» **Ejercicio propuesto 1**: Reescribe la parte del listado que va desde la línea que contiene "Please mark the region of every instance of the stack" hasta el final del listado, cambiando "soldier" por "guard" y dejando igual todo lo demás.

» **Documento**:
La literatura del exilio republicano de 1939
La literatura del exilio republicano de 1939
Fernando Larraz
Ilustración: _artelen

 

En ocasiones, tomamos decisiones que no parecen importantes y que, sin embargo, marcarán nuestro destino. Me ocurrió cuando, en mi último año de la licenciatura en Filología Hispánica, me matriculé en una asignatura titulada “Literatura del exilio republicano de 1939”. Acababa de llegar a la Universidad Autónoma de Madrid procedente de Salamanca gracias a un programa de intercambio Séneca. En aquellas clases descubrí que, después de tres años de carrera, ignoraba la existencia de un corpus de textos y autorías que ponía del revés todos mis esquemas de la literatura española del siglo XX. Junto a ello, se desveló también una problemática a la que más de veinte años después sigo dándole vueltas.

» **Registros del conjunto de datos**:
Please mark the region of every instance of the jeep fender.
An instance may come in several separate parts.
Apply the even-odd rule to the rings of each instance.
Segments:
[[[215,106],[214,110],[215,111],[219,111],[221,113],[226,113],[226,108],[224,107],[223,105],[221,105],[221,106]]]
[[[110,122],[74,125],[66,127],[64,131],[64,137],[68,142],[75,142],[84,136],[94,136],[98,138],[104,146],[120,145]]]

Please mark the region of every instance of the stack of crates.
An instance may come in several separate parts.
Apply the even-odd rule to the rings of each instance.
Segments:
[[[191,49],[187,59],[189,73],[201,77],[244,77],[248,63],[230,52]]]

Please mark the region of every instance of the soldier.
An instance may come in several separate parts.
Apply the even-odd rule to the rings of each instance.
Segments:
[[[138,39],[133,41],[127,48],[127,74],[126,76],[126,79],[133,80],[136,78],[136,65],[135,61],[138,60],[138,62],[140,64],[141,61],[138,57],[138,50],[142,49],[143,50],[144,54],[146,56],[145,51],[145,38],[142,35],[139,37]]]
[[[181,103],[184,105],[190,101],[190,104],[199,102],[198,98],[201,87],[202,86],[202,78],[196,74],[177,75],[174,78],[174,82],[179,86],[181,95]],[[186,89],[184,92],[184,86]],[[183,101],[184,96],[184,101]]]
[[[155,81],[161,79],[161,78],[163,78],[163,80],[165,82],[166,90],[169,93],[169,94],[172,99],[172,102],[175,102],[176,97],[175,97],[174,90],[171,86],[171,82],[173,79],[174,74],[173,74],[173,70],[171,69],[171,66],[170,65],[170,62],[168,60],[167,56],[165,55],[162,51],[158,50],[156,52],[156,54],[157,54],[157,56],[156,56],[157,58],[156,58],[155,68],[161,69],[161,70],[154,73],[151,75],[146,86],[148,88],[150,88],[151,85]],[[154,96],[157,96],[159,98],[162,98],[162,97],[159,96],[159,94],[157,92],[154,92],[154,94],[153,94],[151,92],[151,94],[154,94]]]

» **Ejercicio propuesto 2**: Prosigue el texto sobre la literatura del exilio republicano de 1939 a continuación de su última oración.

» **Respuesta 1**:
Please mark the region of every instance of the stack of crates.
An instance may come in several separate parts.
Apply the even-odd rule to the rings of each instance.
Segments:
[[[191,49],[187,59],[189,73],[201,77],[244,77],[248,63],[230,52]]]

Please mark the region of every instance of the guard.
An instance may come in several separate parts.
Apply the even-odd rule to the rings of each instance.
Segments:
[[[138,39],[133,41],[127,48],[127,74],[126,76],[126,79],[133,80],[136,78],[136,65],[135,61],[138,60],[138,62],[140,64],[141,61],[138,57],[138,50],[142,49],[143,50],[144,54],[146,56],[145,51],[145,38],[142,35],[139,37]]]
[[[181,103],[184,105],[190,101],[190,104],[199,102],[198,98],[201,87],[202,86],[202,78],[196,74],[177,75],[174,78],[174,82],[179,86],[181,95]],[[186,89],[184,92],[184,86]],[[183,101],[184,96],[184,101]]]
[[[155,81],[161,79],[161,78],[163,78],[163,80],[165,82],[166,90],[169,93],[169,94],[172,99],[172,102],[175,102],[176,97],[175,97],[174,90],[171,86],[171,82],[173,79],[174,74],[173,74],[173,70],[171,69],[171,66],[170,65],[170,62],[168,60],[167,56],[165,55],[162,51],[158,50],[156,52],[156,54],[157,54],[157,56],[156,56],[157,58],[156,58],[155,68],[161,69],[161,70],[154,73],[151,75],[146,86],[148,88],[150,88],[151,85]],[[154,96],[157,96],[159,98],[162,98],[162,97],[159,96],[159,94],[157,92],[154,92],[154,94],[153,94],[151,92],[151,94],[154,94]]]

» **Respuesta 2**:
Al final del cuatrimestre, decidí pedir al profesor de aquella asignatura, Francisco Caudet (Castellón, 1942), que dirigiera mi tesis y avalara mi candidatura al programa FPU de ayudas de investigación predoctoral. Tampoco podía entonces imaginar que, con el tiempo, aquel profesor sería no solo el director de mi tesis, como yo deseaba, sino un maestro y un amigo en el sentido más pleno de ambas palabras. Hoy sé que también ha sido una de las personas que más ha influido en mi biografía profesional y personal. Era 2003 y, por entonces, aún vivían algunos exiliados, a quienes alcancé a conocer en las primeras conferencias, cursos y congresos a los que asistí. Después de doctorarme y trabajar en universidades del extranjero durante algún tiempo, en 2008 conseguí un contrato postdoctoral en la Universidad Autónoma de Barcelona, dentro del Grupo de Estudios del Exilio (GEXEL), del que soy miembro desde entonces. Allí aprendí a trabajar en grupo bajo la dirección de Manuel Aznar Soler (Valencia, 1951), por cuyo magisterio y amistad me siento también inmensamente agradecido. Dudo que alguien haya tenido más suerte que yo con sus maestros y no me refiero solo a la sabiduría de ambos, sino a una forma modélica de ser universitario que he intentado seguir como docente e investigador.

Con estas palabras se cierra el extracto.